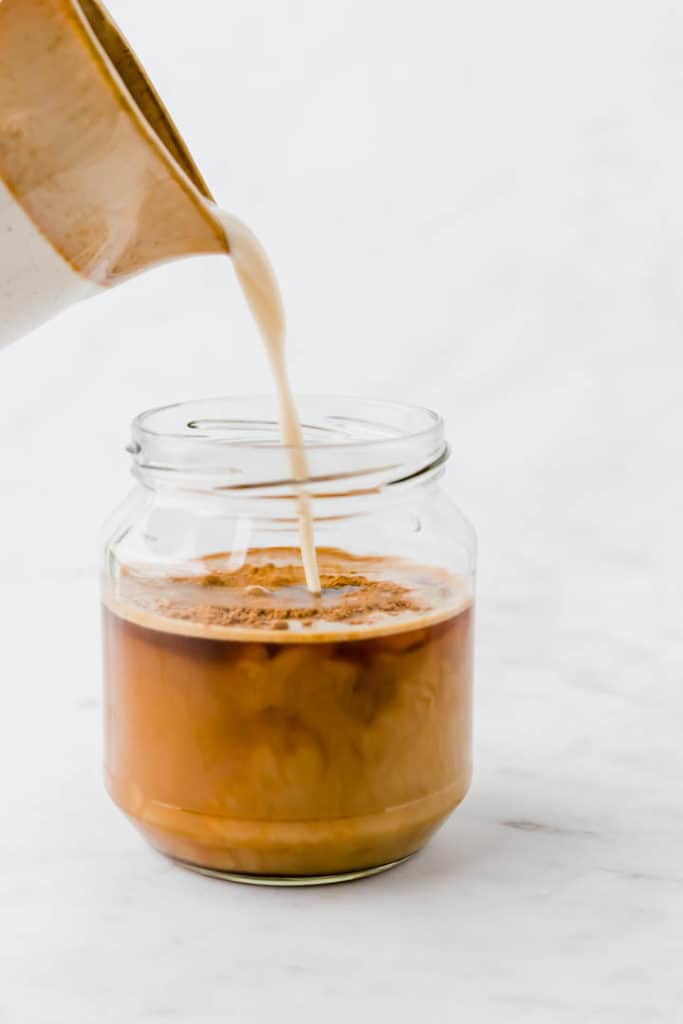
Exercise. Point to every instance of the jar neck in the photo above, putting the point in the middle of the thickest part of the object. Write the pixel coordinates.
(230, 449)
(330, 498)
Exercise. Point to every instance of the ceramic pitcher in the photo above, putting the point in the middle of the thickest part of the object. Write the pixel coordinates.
(95, 182)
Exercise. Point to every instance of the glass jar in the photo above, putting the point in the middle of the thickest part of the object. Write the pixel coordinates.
(255, 731)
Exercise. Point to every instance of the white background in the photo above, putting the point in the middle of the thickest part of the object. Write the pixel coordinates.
(474, 206)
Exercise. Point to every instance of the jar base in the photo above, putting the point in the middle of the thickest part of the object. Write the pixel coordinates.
(291, 881)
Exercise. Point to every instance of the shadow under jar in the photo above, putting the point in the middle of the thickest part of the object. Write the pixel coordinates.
(255, 731)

• • •

• [What you have to do]
Copy all the data exactly as written, but skip any picture.

• [Exercise solution]
Exercise. Point to every instance of the jar neck in the photo above, putting the point in the middle of the thickest part of the object. Write the pixel coordinates.
(230, 449)
(330, 498)
Exercise. Point to every instance of the ceramic pitcher in the photo above, putting the point in the middle of the thickest part of the object. Write the pixel coordinates.
(95, 182)
Exercise. Point to every instance of the glass jar in the photo above, putting the point in the middle of the thickest part of the object. Write the pixel coordinates.
(255, 731)
Exercise. Point to every instance of the white background in the photo above, putting the point in the middle of the thickest part of the object. Write the pixel coordinates.
(474, 206)
Exercise. Point to every instance of the jar base in the photo above, putting the point in the middle of the thickest part of the object. Write the pixel coordinates.
(291, 881)
Exercise. Point to every instance of the shadow under jar in the photo above, putting the point in the middle of the thickest part of the object. Write the pixel coordinates.
(255, 731)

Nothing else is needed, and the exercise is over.